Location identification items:
====
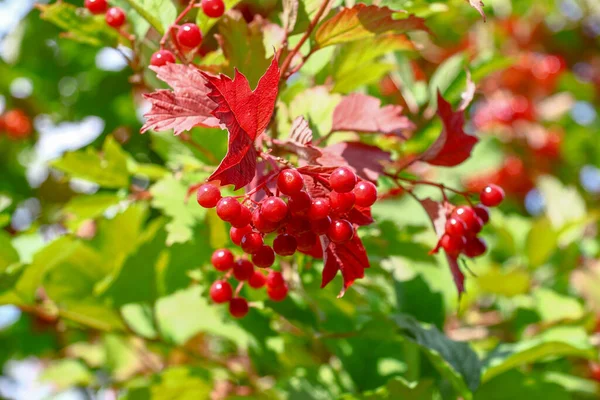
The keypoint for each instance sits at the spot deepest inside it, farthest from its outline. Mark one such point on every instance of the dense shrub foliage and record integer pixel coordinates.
(300, 199)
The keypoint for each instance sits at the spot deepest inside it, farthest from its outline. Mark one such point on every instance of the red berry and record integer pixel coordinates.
(213, 8)
(208, 195)
(290, 182)
(456, 227)
(243, 269)
(115, 17)
(341, 203)
(264, 257)
(299, 203)
(491, 195)
(243, 219)
(238, 307)
(297, 225)
(366, 194)
(482, 212)
(452, 244)
(285, 245)
(340, 231)
(278, 293)
(162, 57)
(251, 242)
(96, 6)
(262, 224)
(222, 259)
(319, 209)
(476, 227)
(342, 180)
(320, 226)
(467, 215)
(236, 234)
(306, 241)
(275, 279)
(274, 209)
(221, 292)
(228, 209)
(257, 280)
(474, 247)
(189, 35)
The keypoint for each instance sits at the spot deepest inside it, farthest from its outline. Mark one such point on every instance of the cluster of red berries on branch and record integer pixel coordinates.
(16, 124)
(186, 38)
(464, 223)
(243, 271)
(114, 16)
(305, 209)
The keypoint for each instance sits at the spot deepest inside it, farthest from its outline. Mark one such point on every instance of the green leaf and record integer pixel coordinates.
(363, 22)
(206, 23)
(169, 196)
(108, 170)
(8, 254)
(556, 342)
(81, 208)
(400, 388)
(159, 13)
(519, 385)
(554, 307)
(140, 318)
(359, 63)
(139, 23)
(456, 361)
(79, 24)
(175, 383)
(67, 373)
(541, 242)
(563, 204)
(186, 313)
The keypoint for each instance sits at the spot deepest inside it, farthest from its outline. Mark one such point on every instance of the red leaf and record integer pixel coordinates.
(453, 146)
(246, 114)
(437, 213)
(300, 141)
(366, 160)
(361, 113)
(350, 258)
(186, 106)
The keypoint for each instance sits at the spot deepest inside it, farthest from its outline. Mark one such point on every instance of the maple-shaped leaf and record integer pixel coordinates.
(437, 213)
(350, 258)
(184, 107)
(300, 141)
(245, 114)
(361, 22)
(366, 160)
(361, 113)
(453, 146)
(478, 5)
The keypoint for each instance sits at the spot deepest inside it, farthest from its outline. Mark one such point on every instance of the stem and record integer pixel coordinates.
(186, 10)
(311, 27)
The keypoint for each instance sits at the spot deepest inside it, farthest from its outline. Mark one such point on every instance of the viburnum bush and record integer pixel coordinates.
(301, 199)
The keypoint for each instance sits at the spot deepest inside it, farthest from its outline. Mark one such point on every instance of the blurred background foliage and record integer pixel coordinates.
(104, 269)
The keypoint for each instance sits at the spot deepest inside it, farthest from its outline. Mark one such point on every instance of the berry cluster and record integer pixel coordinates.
(16, 124)
(464, 224)
(243, 270)
(114, 16)
(296, 219)
(188, 35)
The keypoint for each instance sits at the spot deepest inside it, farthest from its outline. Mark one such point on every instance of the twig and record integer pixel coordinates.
(311, 27)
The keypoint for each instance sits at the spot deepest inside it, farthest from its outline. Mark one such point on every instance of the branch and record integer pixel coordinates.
(311, 27)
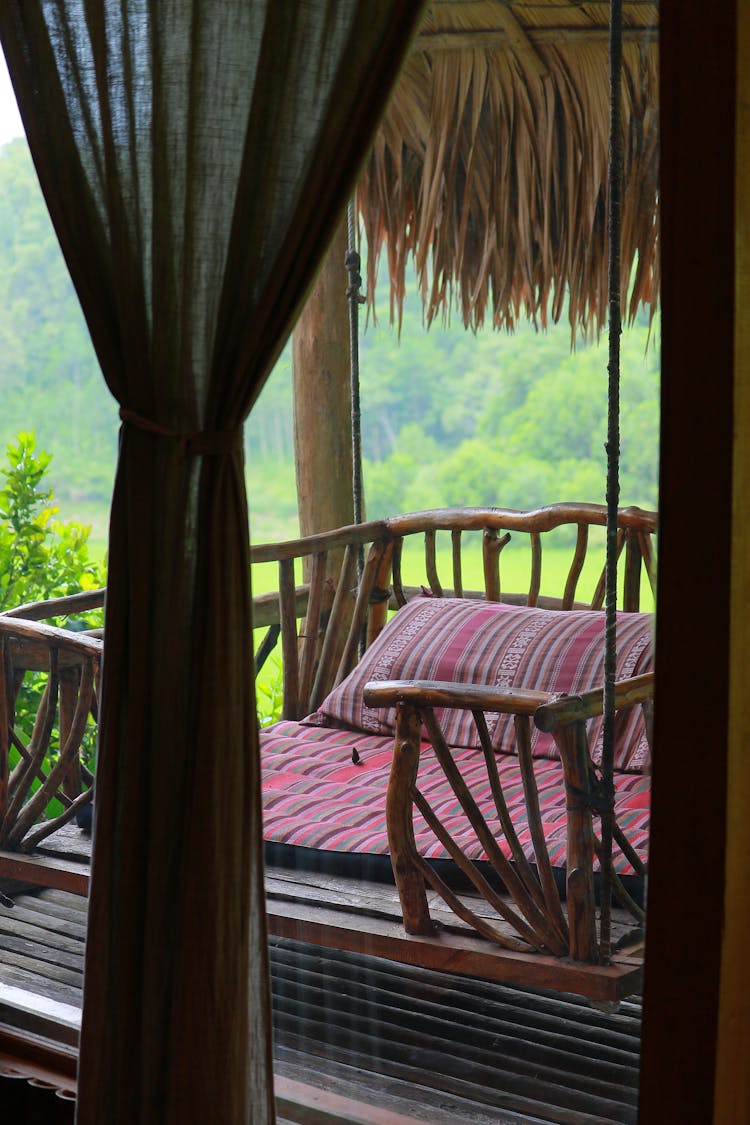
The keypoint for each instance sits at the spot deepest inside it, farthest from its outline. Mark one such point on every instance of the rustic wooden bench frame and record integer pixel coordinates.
(324, 623)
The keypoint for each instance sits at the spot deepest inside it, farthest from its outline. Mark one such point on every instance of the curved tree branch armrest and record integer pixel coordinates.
(43, 726)
(59, 606)
(563, 710)
(464, 696)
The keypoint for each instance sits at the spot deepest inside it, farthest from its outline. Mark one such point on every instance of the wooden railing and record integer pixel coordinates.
(529, 916)
(324, 618)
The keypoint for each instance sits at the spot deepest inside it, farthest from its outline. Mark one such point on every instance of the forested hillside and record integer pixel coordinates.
(449, 417)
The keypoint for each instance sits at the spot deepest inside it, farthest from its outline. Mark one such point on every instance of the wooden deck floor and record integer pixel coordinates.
(424, 1044)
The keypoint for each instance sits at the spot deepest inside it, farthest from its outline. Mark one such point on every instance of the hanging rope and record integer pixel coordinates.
(614, 178)
(354, 297)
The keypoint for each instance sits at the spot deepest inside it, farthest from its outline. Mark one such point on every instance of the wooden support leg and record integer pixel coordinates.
(400, 826)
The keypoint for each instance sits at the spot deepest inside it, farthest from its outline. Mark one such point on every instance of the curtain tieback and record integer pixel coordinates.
(211, 442)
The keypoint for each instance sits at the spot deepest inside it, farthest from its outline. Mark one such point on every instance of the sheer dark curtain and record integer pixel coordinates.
(195, 155)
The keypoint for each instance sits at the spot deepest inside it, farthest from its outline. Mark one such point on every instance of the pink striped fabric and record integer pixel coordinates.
(502, 646)
(315, 797)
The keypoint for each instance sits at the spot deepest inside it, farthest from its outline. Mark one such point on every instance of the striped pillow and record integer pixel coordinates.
(502, 646)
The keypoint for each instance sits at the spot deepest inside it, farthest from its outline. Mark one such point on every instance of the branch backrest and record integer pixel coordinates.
(327, 619)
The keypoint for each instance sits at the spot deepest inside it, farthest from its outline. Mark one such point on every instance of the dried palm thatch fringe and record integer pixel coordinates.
(490, 164)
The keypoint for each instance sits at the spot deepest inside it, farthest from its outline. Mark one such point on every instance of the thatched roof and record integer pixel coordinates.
(490, 165)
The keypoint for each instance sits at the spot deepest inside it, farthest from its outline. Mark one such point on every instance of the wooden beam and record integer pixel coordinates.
(493, 38)
(732, 1087)
(687, 852)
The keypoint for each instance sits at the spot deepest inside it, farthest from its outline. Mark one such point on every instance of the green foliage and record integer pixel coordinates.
(39, 556)
(269, 691)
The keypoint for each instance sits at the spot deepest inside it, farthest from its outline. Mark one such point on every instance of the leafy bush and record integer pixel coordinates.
(39, 556)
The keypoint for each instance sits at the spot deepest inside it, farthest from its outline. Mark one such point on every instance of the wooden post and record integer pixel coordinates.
(321, 378)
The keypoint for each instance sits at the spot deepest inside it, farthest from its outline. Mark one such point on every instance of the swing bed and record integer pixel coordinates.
(486, 753)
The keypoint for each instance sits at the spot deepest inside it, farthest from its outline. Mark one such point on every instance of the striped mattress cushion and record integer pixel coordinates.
(500, 646)
(316, 797)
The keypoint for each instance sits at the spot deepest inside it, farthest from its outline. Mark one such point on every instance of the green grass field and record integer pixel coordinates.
(515, 570)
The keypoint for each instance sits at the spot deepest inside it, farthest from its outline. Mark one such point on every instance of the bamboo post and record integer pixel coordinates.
(576, 567)
(400, 824)
(572, 745)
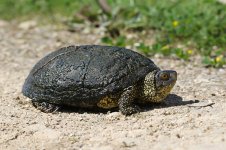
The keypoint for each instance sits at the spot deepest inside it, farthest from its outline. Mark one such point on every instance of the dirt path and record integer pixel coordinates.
(173, 125)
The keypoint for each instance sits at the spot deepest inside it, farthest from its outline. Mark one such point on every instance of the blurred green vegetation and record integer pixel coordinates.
(181, 28)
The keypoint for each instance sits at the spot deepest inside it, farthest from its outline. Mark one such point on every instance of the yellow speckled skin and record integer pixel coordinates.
(143, 92)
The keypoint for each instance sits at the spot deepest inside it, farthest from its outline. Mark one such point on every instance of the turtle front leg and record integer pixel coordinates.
(45, 107)
(126, 101)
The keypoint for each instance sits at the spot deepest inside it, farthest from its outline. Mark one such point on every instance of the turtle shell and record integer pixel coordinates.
(89, 72)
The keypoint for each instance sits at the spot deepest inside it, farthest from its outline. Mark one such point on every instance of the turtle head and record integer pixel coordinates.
(158, 84)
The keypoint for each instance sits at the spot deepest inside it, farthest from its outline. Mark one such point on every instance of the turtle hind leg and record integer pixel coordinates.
(126, 101)
(45, 107)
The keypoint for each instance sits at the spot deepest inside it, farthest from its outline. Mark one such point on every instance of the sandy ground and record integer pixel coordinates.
(172, 125)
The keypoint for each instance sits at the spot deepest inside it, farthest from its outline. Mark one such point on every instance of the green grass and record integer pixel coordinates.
(182, 28)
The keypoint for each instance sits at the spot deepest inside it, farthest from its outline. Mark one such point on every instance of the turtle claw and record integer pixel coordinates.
(45, 107)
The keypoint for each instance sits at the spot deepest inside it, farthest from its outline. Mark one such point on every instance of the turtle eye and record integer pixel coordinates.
(164, 76)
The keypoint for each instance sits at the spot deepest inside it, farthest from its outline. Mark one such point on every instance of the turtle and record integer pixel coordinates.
(97, 77)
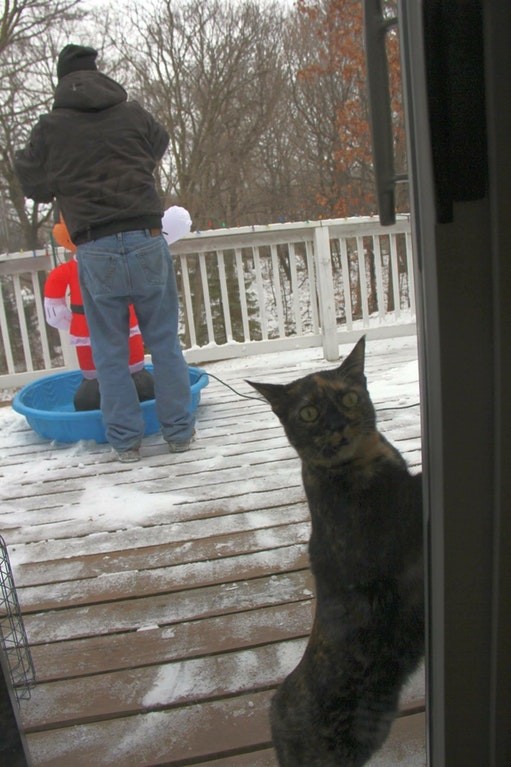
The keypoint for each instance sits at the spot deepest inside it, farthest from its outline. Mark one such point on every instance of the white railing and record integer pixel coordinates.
(243, 291)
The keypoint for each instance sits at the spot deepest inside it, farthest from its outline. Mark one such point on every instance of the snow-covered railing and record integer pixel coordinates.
(247, 290)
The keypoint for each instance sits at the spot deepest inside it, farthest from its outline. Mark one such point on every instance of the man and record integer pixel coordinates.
(96, 153)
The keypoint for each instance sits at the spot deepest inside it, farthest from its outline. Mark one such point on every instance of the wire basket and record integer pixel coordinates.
(13, 638)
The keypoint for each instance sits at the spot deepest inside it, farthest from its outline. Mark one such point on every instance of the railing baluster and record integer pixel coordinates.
(380, 293)
(224, 294)
(346, 284)
(207, 300)
(395, 276)
(363, 280)
(238, 299)
(260, 293)
(6, 338)
(187, 296)
(243, 295)
(41, 321)
(313, 287)
(277, 289)
(295, 289)
(23, 323)
(409, 272)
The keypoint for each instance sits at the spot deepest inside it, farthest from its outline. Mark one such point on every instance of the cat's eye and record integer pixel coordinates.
(350, 399)
(309, 413)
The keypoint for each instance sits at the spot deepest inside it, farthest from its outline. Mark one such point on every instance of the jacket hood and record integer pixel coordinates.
(88, 91)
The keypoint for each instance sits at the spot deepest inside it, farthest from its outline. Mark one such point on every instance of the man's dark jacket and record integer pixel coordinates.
(96, 153)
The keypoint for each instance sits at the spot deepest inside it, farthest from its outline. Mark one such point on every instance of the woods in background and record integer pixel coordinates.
(265, 105)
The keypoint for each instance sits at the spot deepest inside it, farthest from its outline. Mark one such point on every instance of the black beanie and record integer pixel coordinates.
(74, 58)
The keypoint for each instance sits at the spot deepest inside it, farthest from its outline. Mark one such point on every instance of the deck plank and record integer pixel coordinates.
(165, 601)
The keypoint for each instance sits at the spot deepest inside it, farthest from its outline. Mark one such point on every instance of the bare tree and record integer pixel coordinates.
(211, 73)
(23, 20)
(29, 33)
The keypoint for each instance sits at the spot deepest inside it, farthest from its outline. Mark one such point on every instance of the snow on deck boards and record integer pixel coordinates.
(164, 601)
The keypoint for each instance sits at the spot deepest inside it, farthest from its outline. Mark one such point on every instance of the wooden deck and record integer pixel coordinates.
(164, 601)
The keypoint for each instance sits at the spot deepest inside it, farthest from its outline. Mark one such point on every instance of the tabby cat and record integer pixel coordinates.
(335, 709)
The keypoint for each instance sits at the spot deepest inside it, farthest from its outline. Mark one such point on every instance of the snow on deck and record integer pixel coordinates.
(165, 600)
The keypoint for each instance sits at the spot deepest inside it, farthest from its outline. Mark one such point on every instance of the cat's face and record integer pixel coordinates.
(326, 415)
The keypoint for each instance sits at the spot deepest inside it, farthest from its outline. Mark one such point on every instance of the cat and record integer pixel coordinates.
(336, 708)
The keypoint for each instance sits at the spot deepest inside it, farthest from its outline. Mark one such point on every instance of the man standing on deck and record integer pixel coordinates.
(96, 153)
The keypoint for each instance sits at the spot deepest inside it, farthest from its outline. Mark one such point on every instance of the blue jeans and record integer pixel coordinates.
(133, 267)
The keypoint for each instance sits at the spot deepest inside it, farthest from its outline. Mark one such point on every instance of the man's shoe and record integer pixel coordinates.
(129, 456)
(181, 446)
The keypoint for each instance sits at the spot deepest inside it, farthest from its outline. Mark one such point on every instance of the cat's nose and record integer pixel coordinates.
(338, 422)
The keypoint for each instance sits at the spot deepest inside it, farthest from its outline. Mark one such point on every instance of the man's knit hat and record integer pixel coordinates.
(74, 58)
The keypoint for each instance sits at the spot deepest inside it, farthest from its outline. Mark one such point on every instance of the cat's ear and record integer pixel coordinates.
(275, 394)
(353, 365)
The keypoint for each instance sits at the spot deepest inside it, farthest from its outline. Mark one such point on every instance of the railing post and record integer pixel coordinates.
(325, 284)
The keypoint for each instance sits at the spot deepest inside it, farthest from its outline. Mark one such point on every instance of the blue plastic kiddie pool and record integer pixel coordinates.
(47, 404)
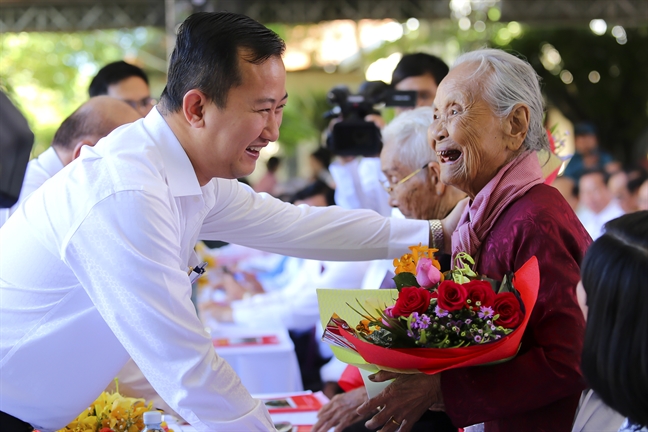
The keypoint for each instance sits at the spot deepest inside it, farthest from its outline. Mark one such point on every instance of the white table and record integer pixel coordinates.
(262, 368)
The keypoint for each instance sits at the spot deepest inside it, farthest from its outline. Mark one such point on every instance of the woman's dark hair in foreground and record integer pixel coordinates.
(615, 352)
(206, 55)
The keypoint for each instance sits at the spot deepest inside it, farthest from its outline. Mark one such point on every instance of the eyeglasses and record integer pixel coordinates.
(142, 103)
(386, 184)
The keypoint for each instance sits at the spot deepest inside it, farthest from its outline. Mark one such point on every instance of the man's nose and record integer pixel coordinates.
(271, 131)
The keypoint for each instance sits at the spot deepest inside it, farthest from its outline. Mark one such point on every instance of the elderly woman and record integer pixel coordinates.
(486, 131)
(413, 180)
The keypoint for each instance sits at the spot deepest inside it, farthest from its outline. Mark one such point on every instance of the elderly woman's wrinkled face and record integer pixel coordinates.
(415, 198)
(465, 133)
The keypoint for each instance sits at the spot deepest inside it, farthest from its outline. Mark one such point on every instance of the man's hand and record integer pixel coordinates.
(403, 402)
(340, 412)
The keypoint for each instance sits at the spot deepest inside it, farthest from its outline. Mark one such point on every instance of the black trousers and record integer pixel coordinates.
(9, 423)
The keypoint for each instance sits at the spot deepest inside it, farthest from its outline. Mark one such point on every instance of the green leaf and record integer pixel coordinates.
(405, 280)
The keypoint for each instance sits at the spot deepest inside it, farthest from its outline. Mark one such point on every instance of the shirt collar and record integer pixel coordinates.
(180, 174)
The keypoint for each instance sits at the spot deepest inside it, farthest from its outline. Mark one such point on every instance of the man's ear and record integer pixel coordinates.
(193, 107)
(434, 172)
(77, 148)
(516, 126)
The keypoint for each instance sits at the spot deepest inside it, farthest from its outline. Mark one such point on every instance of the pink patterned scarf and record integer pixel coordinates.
(510, 183)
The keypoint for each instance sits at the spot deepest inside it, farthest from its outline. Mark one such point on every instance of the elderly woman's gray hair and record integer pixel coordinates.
(509, 81)
(408, 131)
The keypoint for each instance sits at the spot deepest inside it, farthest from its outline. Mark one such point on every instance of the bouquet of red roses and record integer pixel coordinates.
====
## WHAT YOU HAVE TO DO
Please rewrite the stretch from the line containing "scarf and record integer pixel coordinates." through the end of the records, changing "deepest" to "innermost" and leaving everything else unchanged.

## OUTPUT OF THE EXERCISE
The keypoint for each instance sits at the spot innermost inside it, farthest from its outline. Mark one such point on every instance of the pink patterned scarf and record integer pixel coordinates.
(510, 183)
The keypoint for each instance sits at the spot innermost inside it, farthest from its outline. Mark one such point on every instance of the elderly woman's gray hair and record integer pixel coordinates.
(509, 81)
(408, 131)
The keypoint for each instance sits at the spot innermost inside it, farthest from its outline. Mark one such point on every instance of the bouquet of red roses and record integer pixel coordinates.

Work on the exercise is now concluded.